··· EXTRAIT ÉTUDIÉ ···

Entreprenariat féminin: la transformation des produits locaux, un véritable gagne-pain

La promotrice de Yéhi Nature, Almen Nacera Compaoré, pense qu’avec ses produits, on gagne en temps dans la préparation.

A la faveur de la Journée internationale de la femme, le 8 mars, nous faisons un clin d’œil à trois jeunes entrepreneures burkinabè : Almen Nacera Compaoré, Jeanne Yaméogo et Youmali Haliatou Nassouri. Installées à Ouagadougou, leurs entreprises essayent de faire de la transformation des produits locaux comme des céréales, des légumineuses et des feuilles, leur spécialité. 

 

Yéhi Nature d’Almen Nacera Compaoré, Wendyam Produits locaux et services de Jeanne Yaméogo et Youmali P’tits délices de Youmali Haliatou Nassouri, font des innovations dans la transformation des produits locaux. Si la première s’est investie dans la transformation des légumineuses et des feuilles en précuits séchés, les deux autres se sont orientées vers la fabrication de biscuits, de gâteaux, de pains à base de petit mil, de manioc, de patate…  En effet, Almen Nacera Compaoré est la promotrice de Yéhi Nature, une entreprise qui transforme des légumineuses et des feuilles couramment consommées au Burkina Faso en précuits séchés. Ce sont les feuilles d’aubergine locale (Kumba, Solanum aethiopicum) d’amarante (Burumbura, Amaranthus hybridus), d’oseille (Bito, Hybiscus sabdariffa), de patate douce (Nanyou-vaado, Ipomoea batatas), de feuilles de moringa (Arzen tiiga, Moringa oleifera), de feuilles du chou africain (Kennebdo, Cleome gynandra)…

Les précuits séchés, emballés, sont faciles à transporter.

··· DONNÉES FOURNIES ···

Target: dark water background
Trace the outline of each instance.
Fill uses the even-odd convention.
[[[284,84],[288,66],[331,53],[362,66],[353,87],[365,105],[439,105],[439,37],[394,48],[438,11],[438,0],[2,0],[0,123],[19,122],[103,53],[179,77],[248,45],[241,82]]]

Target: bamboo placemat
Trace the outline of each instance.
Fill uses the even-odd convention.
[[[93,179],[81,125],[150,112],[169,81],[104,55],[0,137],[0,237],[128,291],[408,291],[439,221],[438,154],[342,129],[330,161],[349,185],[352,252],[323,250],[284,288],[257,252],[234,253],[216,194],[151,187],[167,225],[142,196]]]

···

## [À FAIRE]
• 1. Indiquez si chacune des affirmations suivantes concorde avec l'article sur l'entreprenariat féminin, en répondant par oui ou non et en citant mot pour mot les termes décisifs de l'article. (a) Les trois entrepreneures sont installées à Ouagadougou. (b) Yéhi Nature fabrique des biscuits à base de petit mil. (c) Les précuits séchés emballés sont faciles à transporter.
• 2. Prolongez l'article sur l'entreprenariat féminin à partir de sa dernière phrase.
Les données constituent un ensemble distinct de l'article.

## [RÉPONSES ATTENDUES]
• 1.
(a) Oui : « Installées à Ouagadougou ».
(b) Non : « la première s’est investie dans la transformation des légumineuses et des feuilles en précuits séchés ».
(c) Oui : « Les précuits séchés, emballés, sont faciles à transporter. »

• 2.
Elle en fait des cocktails avec des légumineuses comme le zamnè, le poids de terre, etc. Bref, les amateurs des mets traditionnels comme le « gonré », le « babenda » peuvent se réjouir. Les prix varient de 500 à 1 500 F CFA. Par exemple, le babenda de 320 g coûte 1 500 F CFA. Pour la préparation du zamnè précuit, elle recommande d’y renverser de l’eau

bouillie. Le laisser pendant dix minutes et passer à la vapeur. Du Ochata instantané dérivé du souchet, on en trouve à Yéhi Nature. Il suffit, selon la promotrice, de laisser reposer le produit pendant vingt minutes dans l’eau avant de l’écraser. Puis filtrer, ajouter des glaçons et consommer. On peut ne pas y ajouter du sucre, car il contient déjà de la datte. Toutes ces innovations lui ont permis d’être la gagnante de « Pépites d’entreprises » 2024, un programme télé de la chaine nationale bf1. Elle a obtenu dix millions F CFA cash et cinq millions de bons de communication.

« Grâce aux précuits, j’espère faciliter et soulager les ménages, les célibataires, les compatriotes qui sont à l’étranger qui ont envie de mets locaux. L’objectif est de réduire le temps de cuisson », explique-t-elle. Pour ses débuts, Mme Compaoré dit qu’elle achetait des produits locaux transformés pour les revendre. C’est en 2022, à la suite de deux commandes qui n’ont pas été livrées dans les normes, qu’elle décide de se lancer dans la transformation. Aujourd’hui, avec son entreprise Yéhi, elle a sept employées permanentes. Les quantités de production varient selon les périodes. A l’entendre, le chiffre d’affaires a dépassé aujourd’hui le million après son sacre à « Pépite d’entreprises ». Les bénéfices s’élèvent à 500 000 F CFA par mois. Les points de vente sont à Kossodo, Cissin, Pissy, Ouaga 2000 et Saaba. Sans oublier la boutique située du côté-nord de la pédiatrie Charles-De-Gaulle.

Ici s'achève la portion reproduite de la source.